TASK PROMPT —
Continue the news report below on the draft deal at the COP27 climate summit, starting after its final paragraph.

TEXT PASSAGE —

SHARM EL-SHEIKH - The first draft of a deal being hashed out at the COP27 climate summit in Egypt would keep a target of limiting global warming to 1.5 degrees Celsius, but leaves many of the most contentious issues in the talks unresolved ahead of a Friday deadline.

Egypt's COP27 president urged negotiators to overcome their differences, while poor nations slammed the draft as unambitious for not address their need for money to cope with damage already being wrought by climate-driven storms, droughts and floods.

"Time is not on our side, let us come together now and deliver by Friday," COP27 President Sameh Shoukry said in a letter to delegates published on Thursday.

The 20-page draft for a hoped-for final agreement repeats the goal from last year's Glasgow Climate Pact to limit warming to 1.5C, and "welcomes" the fact that delegates had for the first time begun discussions on launching a so-called loss and damage fund for countries being ravaged by climate impacts.

U.S. Special Climate Envoy John Kerry said last week that a few of the nearly 200 countries gathered for the talks in Sharm el-Sheikh had been resisting language around 1.5C, the level of warming beyond which scientists say climate change impacts dangerously spiral. Kerry declined to name the countries.

Kerry held a closed-door meeting Thursday with his Chinese counterpart Xie Zhenhua at the summit, but did not say what they discussed. "We're making progress. Let's let the talks continue," he said as he left the meeting.

Xie has said China was not opposed to including the 1.5C target.

China and the United States, the world's two biggest greenhouse gas emitters, agreed earlier this week to resume their climate cooperation, after a hiatus caused by diplomatic tensions over Taiwan.

Highlighting frustrations over the talks so far, a delegation from Britain, the European Union and Canada met COP27 president Shoukry on Thursday to draw attention to gaps in the current negotiating texts and to express their view that the talks should not be allowed to fail.

"There's still a lot of gaps in the texts," said a spokesperson for Britain's COP26 Presidency, which hosted last year's climate summit in Glasgow. "They need to build on what has gone before."

WHERE'S THE MONEY?

Climate-vulnerable countries including small island nations pointed out that, while the draft deal mentions loss and damage, it does not include details for launching a fund - a key demand in the talks that delegates have worried could stymie a final agreement.

Wealthy countries for years have resisted a loss and damage fund over fear that it could open them up to endless financial liability for their historical contribution to climate change.

"Anything less than establishing a loss and damage fund at this COP is a betrayal of the people who are working so hard to clean up this environment, and the people fighting for humanity," said Molwyn Joseph, Antigua and Barbuda's environment minister.

RECORD EXTRACTS —
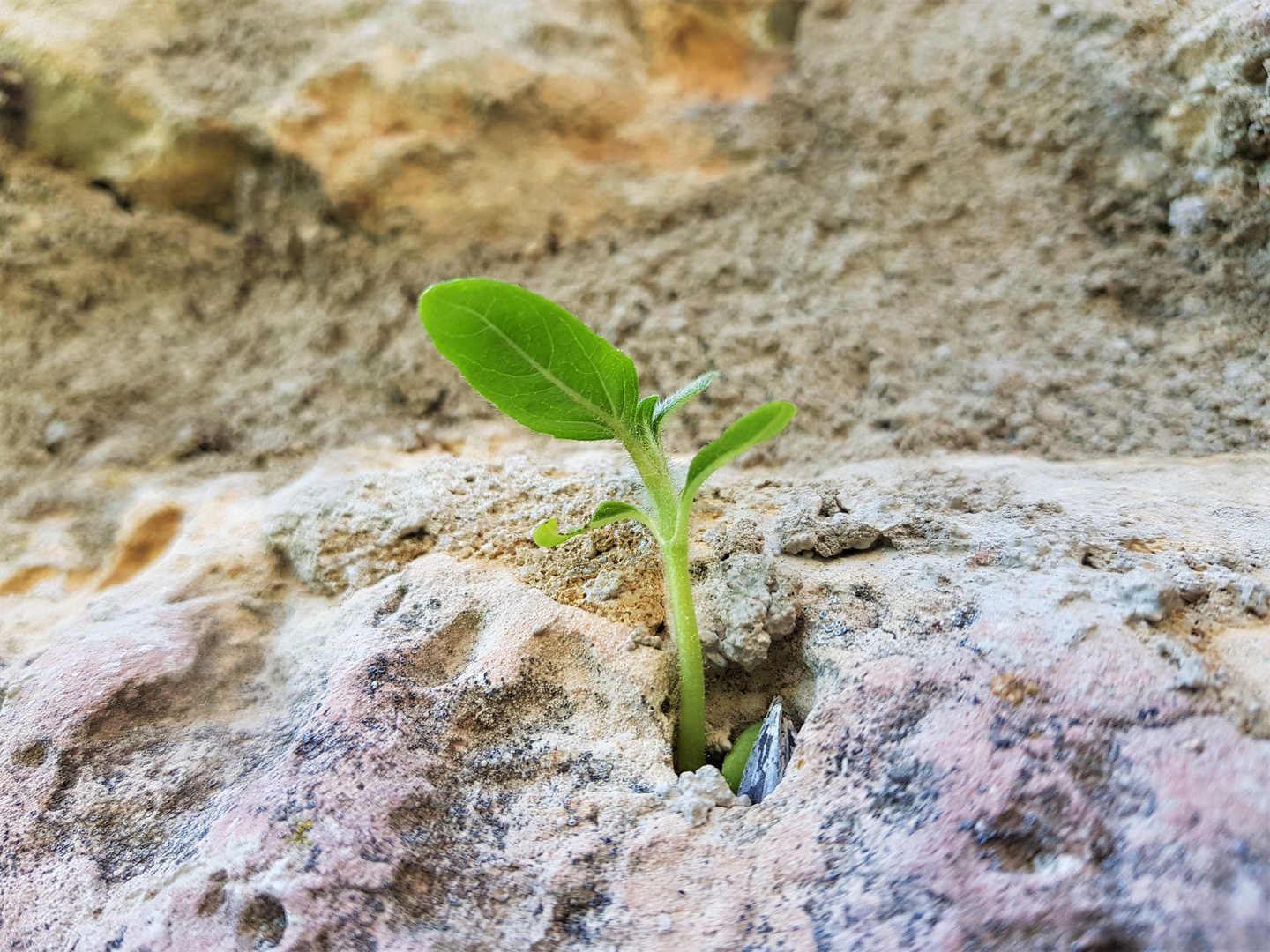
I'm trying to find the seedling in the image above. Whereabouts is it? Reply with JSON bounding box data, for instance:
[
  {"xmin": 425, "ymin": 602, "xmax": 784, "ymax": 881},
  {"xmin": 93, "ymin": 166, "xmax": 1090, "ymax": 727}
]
[{"xmin": 419, "ymin": 278, "xmax": 797, "ymax": 770}]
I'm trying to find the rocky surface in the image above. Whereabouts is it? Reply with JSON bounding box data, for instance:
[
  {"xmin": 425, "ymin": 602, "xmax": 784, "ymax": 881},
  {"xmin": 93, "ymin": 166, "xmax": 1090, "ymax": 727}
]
[
  {"xmin": 0, "ymin": 0, "xmax": 1270, "ymax": 952},
  {"xmin": 0, "ymin": 453, "xmax": 1270, "ymax": 951}
]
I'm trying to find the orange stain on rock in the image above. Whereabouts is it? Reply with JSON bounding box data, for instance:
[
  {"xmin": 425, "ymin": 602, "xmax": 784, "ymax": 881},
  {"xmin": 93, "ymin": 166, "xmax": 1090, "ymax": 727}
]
[
  {"xmin": 98, "ymin": 505, "xmax": 183, "ymax": 589},
  {"xmin": 0, "ymin": 565, "xmax": 57, "ymax": 595}
]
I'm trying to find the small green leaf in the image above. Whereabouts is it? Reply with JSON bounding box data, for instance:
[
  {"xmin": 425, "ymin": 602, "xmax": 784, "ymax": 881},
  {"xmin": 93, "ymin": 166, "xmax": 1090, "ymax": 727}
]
[
  {"xmin": 419, "ymin": 278, "xmax": 639, "ymax": 439},
  {"xmin": 534, "ymin": 500, "xmax": 647, "ymax": 548},
  {"xmin": 720, "ymin": 721, "xmax": 763, "ymax": 793},
  {"xmin": 653, "ymin": 370, "xmax": 719, "ymax": 435},
  {"xmin": 635, "ymin": 396, "xmax": 661, "ymax": 439},
  {"xmin": 682, "ymin": 400, "xmax": 797, "ymax": 502}
]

RIGHT ANSWER —
The draft also repeats the Glasgow deal's request for countries to accelerate measures towards the phase down of unabated coal power, despite a proposal from India and the European Union to expand that to all fossil fuels.

It urges countries to "phase out and rationalize inefficient fossil fuel subsidies" - a slight tweak from the Glasgow deal which did not include the word "rationalize".

"Instead of a reference to phasing out all fossil fuels, we have an even weaker version of the language around coal and fossil fuel subsidies than we got last year," said Catherine Abreu of the E3G non-profit think tank.

EU climate policy chief Frans Timmermans said the first draft left a lot to be desired.

"The cover text still needs a tremendous amount of work," he told Reuters. "So, we will continue the discussions and will give our input and hope that we can find this common ground before the end of the COP."

TEMPERATURE TARGET

On limiting the global temperature rise, the document mirrors language included in last year's COP26 agreement.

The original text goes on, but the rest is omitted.